Question

An apache helicopter of enemy is flying along the curve given by $y = {x^2} + 7$. A soldier placed at $(3,7)$, wants to shoot down the helicopter when nearest to him. Find the nearest distance.

Answer 1

Hint: In the given question we are given that helicopter of the evening is flying along the curve and we have to find the points where the soldier can shoot down the helicopter when it is nearest to him so for that we will assume a point nearest to the soldier and assume as coordinate as ($x$,$y$) and find the distance between the nearest point and the soldier by using the distance formula.
S=$\sqrt {{{({x_2} - {x_1})}^2} + {{({y_2} - {y_1})}^2}} $
Here S is the distance and ${x_2}$ and ${x_1}$ be the $x$ coordinate and ${y_2}$${y_1}$ be the $y$ coordinates as the point lies on the curve we will substitute the value and they find the minimum |maximum distance by finding the solution of the equation and find the coordinates of $x$ and $y$ and then finding the value of distance.

Complete step by step answer:
Step1: The given is-$y = {x^2} + 7$
Let s be the distance between helicopter soldier at $(3,7)$
S=$\sqrt {{{({x_2} - {x_1})}^2} + {{({y_2} - {y_1})}^2}} $
S=$\sqrt {{{(x - 3)}^2} + {{(y - 7)}^2}} $…..(1)

## Brief 1
In the helicopter problem, at what point is the soldier placed?
The text and the records have nothing to do with each other.

## Material shown
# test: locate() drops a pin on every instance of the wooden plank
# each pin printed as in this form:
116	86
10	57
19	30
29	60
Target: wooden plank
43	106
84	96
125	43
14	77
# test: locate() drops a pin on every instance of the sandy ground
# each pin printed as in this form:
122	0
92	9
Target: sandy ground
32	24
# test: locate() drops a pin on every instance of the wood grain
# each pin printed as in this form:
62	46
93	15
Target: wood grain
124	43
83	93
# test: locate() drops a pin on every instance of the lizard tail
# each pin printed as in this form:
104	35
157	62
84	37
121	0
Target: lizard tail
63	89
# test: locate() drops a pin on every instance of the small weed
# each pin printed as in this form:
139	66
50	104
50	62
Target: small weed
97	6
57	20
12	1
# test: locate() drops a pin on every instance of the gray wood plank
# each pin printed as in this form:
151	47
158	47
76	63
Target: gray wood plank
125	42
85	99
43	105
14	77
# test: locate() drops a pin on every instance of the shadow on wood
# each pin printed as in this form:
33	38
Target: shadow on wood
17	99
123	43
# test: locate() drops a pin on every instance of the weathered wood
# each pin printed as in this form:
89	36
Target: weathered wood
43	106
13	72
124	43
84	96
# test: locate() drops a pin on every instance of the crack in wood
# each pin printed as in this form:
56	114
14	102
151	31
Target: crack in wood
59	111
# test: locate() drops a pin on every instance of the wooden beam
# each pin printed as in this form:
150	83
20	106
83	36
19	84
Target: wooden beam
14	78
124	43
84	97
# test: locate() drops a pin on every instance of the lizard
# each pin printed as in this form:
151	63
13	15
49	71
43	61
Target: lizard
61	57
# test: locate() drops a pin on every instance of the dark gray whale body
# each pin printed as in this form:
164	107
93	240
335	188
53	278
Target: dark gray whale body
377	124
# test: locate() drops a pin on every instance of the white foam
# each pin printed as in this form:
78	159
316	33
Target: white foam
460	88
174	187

## Brief 2
Filter the records down to every line that contains the string "grain".

## Final answer 1
At (3, 7).

## Final answer 2
# test: locate() drops a pin on every instance of the wood grain
Target: wood grain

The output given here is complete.